What is needed: Write each entry out again verbatim, pictures excluded.

=== Begin Enclosure ===

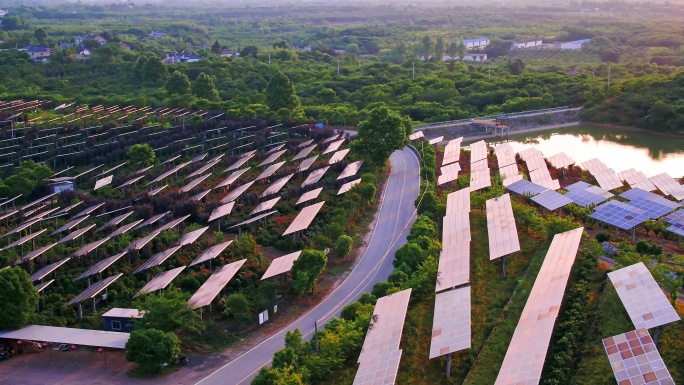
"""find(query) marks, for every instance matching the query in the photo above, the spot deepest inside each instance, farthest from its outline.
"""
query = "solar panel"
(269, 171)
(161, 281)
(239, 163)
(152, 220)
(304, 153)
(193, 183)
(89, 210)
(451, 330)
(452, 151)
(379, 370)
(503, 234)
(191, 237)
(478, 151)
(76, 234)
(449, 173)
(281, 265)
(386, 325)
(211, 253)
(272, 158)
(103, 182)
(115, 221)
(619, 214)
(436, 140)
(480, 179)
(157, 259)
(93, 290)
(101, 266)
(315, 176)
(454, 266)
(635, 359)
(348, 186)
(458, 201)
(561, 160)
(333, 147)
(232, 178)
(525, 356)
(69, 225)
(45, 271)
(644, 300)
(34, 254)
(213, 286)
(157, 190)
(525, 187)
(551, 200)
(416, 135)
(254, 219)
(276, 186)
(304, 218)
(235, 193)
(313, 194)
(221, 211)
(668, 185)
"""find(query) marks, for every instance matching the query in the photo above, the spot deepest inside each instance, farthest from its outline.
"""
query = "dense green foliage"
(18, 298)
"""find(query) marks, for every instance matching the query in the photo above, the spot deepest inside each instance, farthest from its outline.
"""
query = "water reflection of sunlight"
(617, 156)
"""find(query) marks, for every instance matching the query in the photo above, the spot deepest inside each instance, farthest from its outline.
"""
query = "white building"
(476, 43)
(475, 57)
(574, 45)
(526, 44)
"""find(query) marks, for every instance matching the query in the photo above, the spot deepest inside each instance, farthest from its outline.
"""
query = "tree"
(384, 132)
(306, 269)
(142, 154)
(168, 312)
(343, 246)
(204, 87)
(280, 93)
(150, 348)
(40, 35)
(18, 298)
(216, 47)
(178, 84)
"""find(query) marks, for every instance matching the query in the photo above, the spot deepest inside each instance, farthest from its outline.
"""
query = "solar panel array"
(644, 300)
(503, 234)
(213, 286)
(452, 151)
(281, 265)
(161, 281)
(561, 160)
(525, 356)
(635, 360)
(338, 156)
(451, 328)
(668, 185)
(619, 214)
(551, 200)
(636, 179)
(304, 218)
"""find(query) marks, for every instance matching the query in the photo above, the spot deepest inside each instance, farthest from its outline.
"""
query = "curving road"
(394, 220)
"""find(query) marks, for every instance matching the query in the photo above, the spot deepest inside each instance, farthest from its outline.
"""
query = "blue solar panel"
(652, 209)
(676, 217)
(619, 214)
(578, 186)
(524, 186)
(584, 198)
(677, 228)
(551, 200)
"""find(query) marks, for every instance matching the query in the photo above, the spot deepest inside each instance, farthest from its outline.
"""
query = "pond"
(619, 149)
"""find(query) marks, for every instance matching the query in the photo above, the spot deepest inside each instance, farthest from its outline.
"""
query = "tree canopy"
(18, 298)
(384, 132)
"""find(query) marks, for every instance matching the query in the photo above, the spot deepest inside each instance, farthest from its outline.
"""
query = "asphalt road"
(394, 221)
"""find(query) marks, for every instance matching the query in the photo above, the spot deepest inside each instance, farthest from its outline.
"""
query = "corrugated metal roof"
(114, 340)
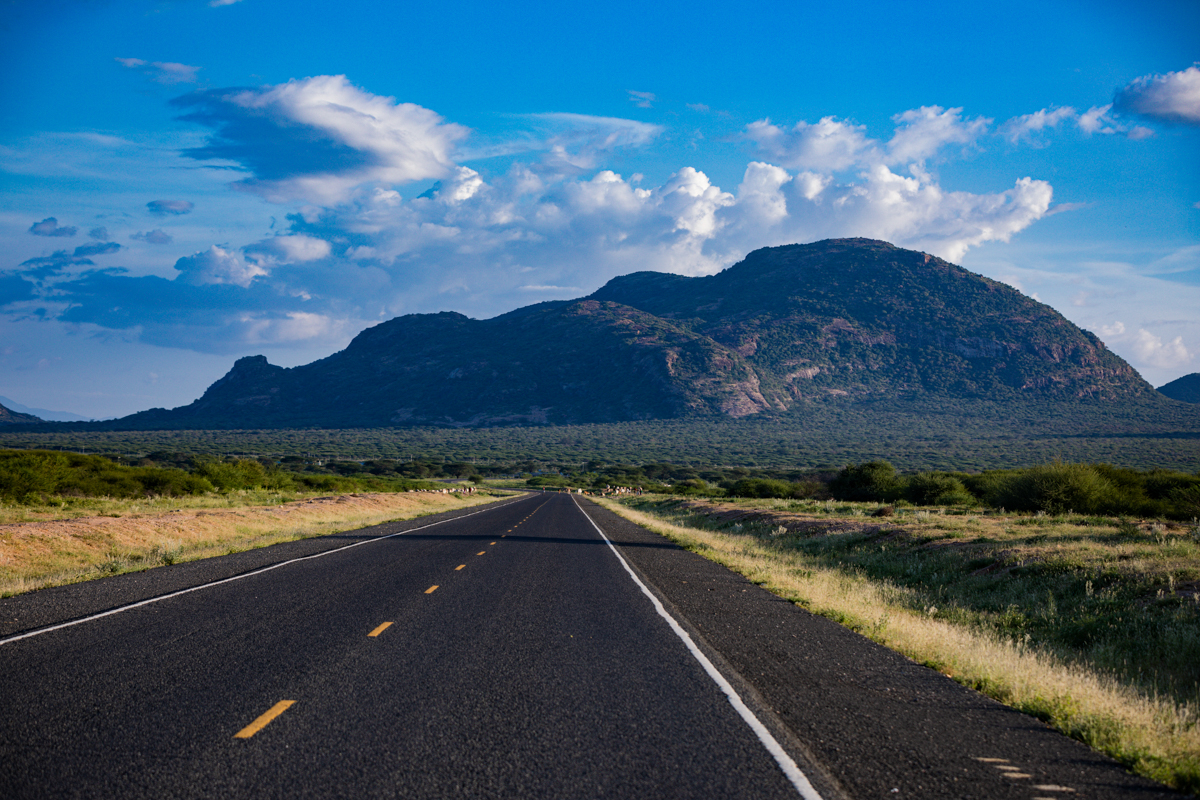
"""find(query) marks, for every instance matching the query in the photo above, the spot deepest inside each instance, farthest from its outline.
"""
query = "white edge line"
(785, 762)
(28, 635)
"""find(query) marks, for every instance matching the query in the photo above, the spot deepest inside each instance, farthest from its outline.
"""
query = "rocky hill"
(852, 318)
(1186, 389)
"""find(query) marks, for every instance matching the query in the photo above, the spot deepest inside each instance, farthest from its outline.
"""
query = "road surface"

=== End Enclosure ===

The answer:
"""find(query) marks, for every instance matching the query in the photo above, the spot deepest inside each instance, farthest from its outline.
"""
query = "solar panel"
(269, 171)
(161, 281)
(239, 163)
(152, 220)
(304, 153)
(193, 183)
(89, 210)
(451, 330)
(452, 151)
(379, 370)
(503, 234)
(191, 237)
(478, 151)
(76, 234)
(449, 173)
(281, 265)
(386, 325)
(211, 253)
(272, 158)
(103, 182)
(115, 221)
(619, 214)
(436, 140)
(480, 179)
(157, 259)
(93, 290)
(101, 266)
(315, 176)
(454, 266)
(635, 359)
(348, 186)
(458, 201)
(561, 160)
(333, 147)
(232, 178)
(525, 356)
(69, 225)
(45, 271)
(644, 300)
(34, 254)
(213, 286)
(157, 190)
(525, 187)
(551, 200)
(416, 135)
(254, 219)
(276, 186)
(304, 218)
(235, 193)
(313, 194)
(221, 211)
(668, 185)
"""find(query) marks, for every instance matching the query in the photo above, the spot deepest inside each instance, farthest from its outline.
"""
query = "dense green foliage"
(18, 298)
"""find(query) marks, for every instance matching the query in the photo above, the spot deepest inside each instance, farthest from its outline.
"""
query = "water reflection of sunlight"
(617, 156)
"""find(query) marks, for every instance matching the query in the photo above, the spot deepest inside each instance, farthest from its outline.
"""
query = "white building"
(476, 43)
(475, 57)
(574, 45)
(526, 44)
"""find(query) marks, for every instance matching the query in the photo above, the spot deepest inside each instance, farthest from its outline.
"""
query = "tree"
(384, 132)
(306, 269)
(142, 154)
(168, 312)
(343, 246)
(204, 87)
(280, 93)
(150, 348)
(40, 35)
(18, 298)
(216, 47)
(178, 84)
"""find(query) marks, for every instance matching the query in the photo above, the spot deepest inside each instance, farthest from its outline.
"""
query = "solar panel array"
(644, 300)
(503, 234)
(213, 286)
(452, 151)
(281, 265)
(161, 281)
(561, 160)
(525, 356)
(635, 360)
(338, 156)
(451, 328)
(668, 185)
(619, 214)
(551, 200)
(636, 179)
(304, 218)
"""find(query) marks, for every instance matching the query in the photo above, the spot deepest inside each instance, farthest from its outline.
"""
query = "curving road"
(394, 220)
"""find(query) marks, for every instance matching the query in the photo above, the spot deepest inside each instance, farthest from its outline.
"""
query = "blue solar panel"
(652, 209)
(676, 217)
(619, 214)
(578, 186)
(524, 186)
(584, 198)
(677, 228)
(551, 200)
"""find(query) marks, for every instance matching the query in the photo above, the spot deepest inside each instance, farthest from its outline.
"""
query = "pond"
(619, 149)
"""find(query) marks, for every instance matching the query in the photo above, the spot deepest inside each instance, farthest from its outline.
"""
query = "tree canopy"
(18, 298)
(384, 132)
"""find(query) marks, for every instance matching the query in the photo above, the spot deepest inside each instance, farthest from its outline.
"""
query = "asphalt road"
(394, 221)
"""find(query) marks, for every instance matching the query in the photo above, the spot deepest inside each instance, farthest from its outline.
"""
query = "corrugated metal roof"
(114, 340)
"""find(query) marks, for every instance matching the query in the photo above, the spot deepest inside each instance, farthest from its outline.
"""
query = "white edge line"
(785, 762)
(28, 635)
"""find(query) marks, for every instance matching the query in the photo above, the spot deepest inside each instance, farthest from its outline.
"""
query = "rocky hill"
(852, 318)
(1186, 389)
"""find(query) marks, for every instance matching the query in the photo above, the spot deepest inside each instance, farthest from its outline.
"""
query = "road surface"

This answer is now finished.